**Short task:** Arrange every line of the listing below as a Markdown table with the columns Row and Listing line, numbering the rows and skipping blank lines. Leave the pictures out of your answer.

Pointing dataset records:
● ● ● ● ●

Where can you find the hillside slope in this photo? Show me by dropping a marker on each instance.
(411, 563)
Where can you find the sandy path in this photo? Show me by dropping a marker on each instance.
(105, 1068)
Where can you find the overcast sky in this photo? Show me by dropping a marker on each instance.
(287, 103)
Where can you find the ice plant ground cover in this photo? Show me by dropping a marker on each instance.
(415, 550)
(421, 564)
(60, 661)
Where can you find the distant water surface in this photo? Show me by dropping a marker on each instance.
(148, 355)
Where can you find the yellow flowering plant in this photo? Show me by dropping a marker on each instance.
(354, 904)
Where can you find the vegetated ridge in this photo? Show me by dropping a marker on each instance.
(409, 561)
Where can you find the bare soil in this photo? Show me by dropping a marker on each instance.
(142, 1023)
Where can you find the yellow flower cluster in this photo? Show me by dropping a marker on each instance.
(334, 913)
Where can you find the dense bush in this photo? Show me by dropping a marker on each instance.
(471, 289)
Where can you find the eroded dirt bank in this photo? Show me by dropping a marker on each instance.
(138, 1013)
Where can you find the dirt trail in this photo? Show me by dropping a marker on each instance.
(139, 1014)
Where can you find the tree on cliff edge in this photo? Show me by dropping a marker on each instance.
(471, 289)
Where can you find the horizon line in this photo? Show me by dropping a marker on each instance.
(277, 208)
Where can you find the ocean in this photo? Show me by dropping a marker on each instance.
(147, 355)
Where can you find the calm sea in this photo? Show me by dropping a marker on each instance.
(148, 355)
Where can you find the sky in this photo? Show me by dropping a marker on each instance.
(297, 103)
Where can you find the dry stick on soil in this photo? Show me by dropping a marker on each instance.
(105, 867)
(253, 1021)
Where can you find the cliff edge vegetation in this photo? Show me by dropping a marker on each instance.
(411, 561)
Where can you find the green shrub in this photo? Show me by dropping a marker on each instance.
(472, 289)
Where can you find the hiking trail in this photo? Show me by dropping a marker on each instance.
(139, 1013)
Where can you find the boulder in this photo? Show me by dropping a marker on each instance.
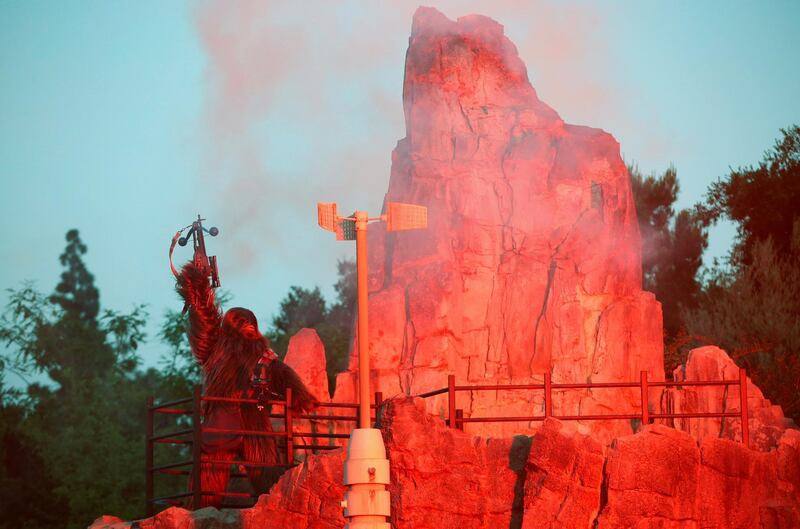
(766, 421)
(531, 261)
(660, 478)
(306, 355)
(444, 478)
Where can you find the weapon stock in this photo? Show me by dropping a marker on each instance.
(200, 258)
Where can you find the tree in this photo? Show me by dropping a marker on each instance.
(750, 303)
(763, 200)
(307, 308)
(672, 246)
(80, 430)
(300, 308)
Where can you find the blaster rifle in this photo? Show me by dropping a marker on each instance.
(200, 258)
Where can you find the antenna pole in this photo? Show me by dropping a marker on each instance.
(363, 324)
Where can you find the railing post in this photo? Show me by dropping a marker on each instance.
(148, 461)
(289, 431)
(645, 398)
(743, 406)
(548, 396)
(197, 434)
(378, 402)
(451, 400)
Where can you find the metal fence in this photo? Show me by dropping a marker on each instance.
(455, 417)
(188, 434)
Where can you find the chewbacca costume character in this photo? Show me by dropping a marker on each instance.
(228, 349)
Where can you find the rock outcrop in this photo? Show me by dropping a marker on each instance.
(766, 421)
(531, 262)
(447, 479)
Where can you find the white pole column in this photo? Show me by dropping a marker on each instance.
(366, 470)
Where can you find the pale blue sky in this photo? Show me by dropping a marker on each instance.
(107, 121)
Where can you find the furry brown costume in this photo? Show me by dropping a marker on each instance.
(228, 348)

● ● ● ● ●

**Answer:**
| Row | Listing line |
|---|---|
| 1 | Where can you find the hillside slope in this photo? Show me by dropping a marker on each instance. |
| 2 | (411, 563) |
| 3 | Where can you find the sandy path in this photo? Show me by dropping a marker on each instance. |
| 4 | (105, 1068) |
| 5 | Where can you find the overcast sky in this photo? Show me by dropping a marker on each instance. |
| 6 | (287, 103) |
| 7 | Where can you find the ice plant ground cover in this photo? Show me by dropping a marker on each instance. |
| 8 | (415, 550) |
| 9 | (421, 564) |
| 10 | (60, 661) |
| 11 | Where can you find the distant water surface in this photo? Show me by dropping a marker on each instance. |
| 12 | (148, 355) |
| 13 | Where can you find the yellow flowering plant in this photo? Show me by dropping a marker on each instance. |
| 14 | (354, 904) |
| 15 | Where can you find the vegetated ridge in this photo? Show me by dropping a marker on each instance. |
| 16 | (409, 561) |
| 17 | Where can you find the bare soil in this photo? Show me by dropping a marker on each instance. |
| 18 | (142, 1023) |
| 19 | Where can you find the yellow flower cluster in this photo? Show me by dropping a marker on each instance. |
| 20 | (334, 913) |
| 21 | Where can you find the dense bush in this photo? Show me by dropping a marker on each instance. |
| 22 | (471, 289) |
| 23 | Where can you find the eroded dirt bank in this photo? Show me by dropping a marker on each instance. |
| 24 | (138, 1013) |
| 25 | Where can you find the dirt trail in this photo? Show me by dropping a marker on each instance. |
| 26 | (139, 1014) |
| 27 | Where can you find the tree on cliff edge in this photo? Show me by dropping a marker on each instance. |
| 28 | (471, 289) |
| 29 | Where can you find the horizon line in this photo? Show me by dropping a marker on each instance. |
| 30 | (277, 208) |
| 31 | Where can you find the ocean in this photo? Show me by dropping a marker on each instance. |
| 32 | (147, 355) |
| 33 | Where can you find the calm sea in this photo? Show me by dropping a marker on each instance. |
| 34 | (148, 355) |
| 35 | Where can you find the sky in this photo? Show me by dropping a marker on each instance. |
| 36 | (297, 103) |
| 37 | Where can you find the dry stick on soil in this photo? Show me by dropping a marker on each instance. |
| 38 | (105, 867) |
| 39 | (253, 1021) |
| 40 | Where can you find the cliff edge vegetation in this photo? Show me by dropping a marker on each instance. |
| 41 | (411, 561) |
| 42 | Where can you find the green shrub in this photo? Show me by dropping a marker on each instance. |
| 43 | (472, 289) |
| 44 | Where can you find the hiking trail in this photo? Show me by dropping a marker on each instance. |
| 45 | (139, 1013) |
| 46 | Where can you find the boulder in this photo? Show me by dropping a marker on each instance. |
| 47 | (766, 421) |
| 48 | (531, 261) |
| 49 | (660, 478) |
| 50 | (306, 355) |
| 51 | (444, 478) |
| 52 | Where can you find the weapon stock in this photo? Show me by dropping a marker on each instance. |
| 53 | (200, 258) |
| 54 | Where can you find the tree in this photo? Show me by dropping a marker on each instance. |
| 55 | (750, 303) |
| 56 | (763, 200) |
| 57 | (307, 308) |
| 58 | (672, 246) |
| 59 | (80, 430) |
| 60 | (300, 308) |
| 61 | Where can you find the blaster rifle in this photo? Show me by dropping a marker on each instance. |
| 62 | (200, 258) |
| 63 | Where can you find the antenna pole in this photo? Show me by dropping a marker on each instance. |
| 64 | (363, 324) |
| 65 | Where can you find the railing post in this photo? Show me by dropping a marker on each instance. |
| 66 | (148, 461) |
| 67 | (289, 431) |
| 68 | (645, 398) |
| 69 | (743, 406) |
| 70 | (548, 396) |
| 71 | (197, 434) |
| 72 | (378, 402) |
| 73 | (451, 400) |
| 74 | Where can you find the metal fence in this photo? Show me by dropping a marker on each instance. |
| 75 | (455, 417) |
| 76 | (188, 434) |
| 77 | Where can you find the chewbacca costume character in this photo? Show me by dropping a marker on each instance. |
| 78 | (228, 349) |
| 79 | Where can you find the rock outcrop in this photo? Show me by dropping a marker on each instance. |
| 80 | (766, 421) |
| 81 | (531, 262) |
| 82 | (447, 479) |
| 83 | Where can you find the white pole column in this photo? Show me by dropping a marker on each instance. |
| 84 | (366, 470) |
| 85 | Where can you find the pale blue sky in this photo? Show me by dropping a marker on each instance. |
| 86 | (107, 121) |
| 87 | Where can you find the furry brown costume in this photo? Show me by dropping a marker on each instance. |
| 88 | (228, 348) |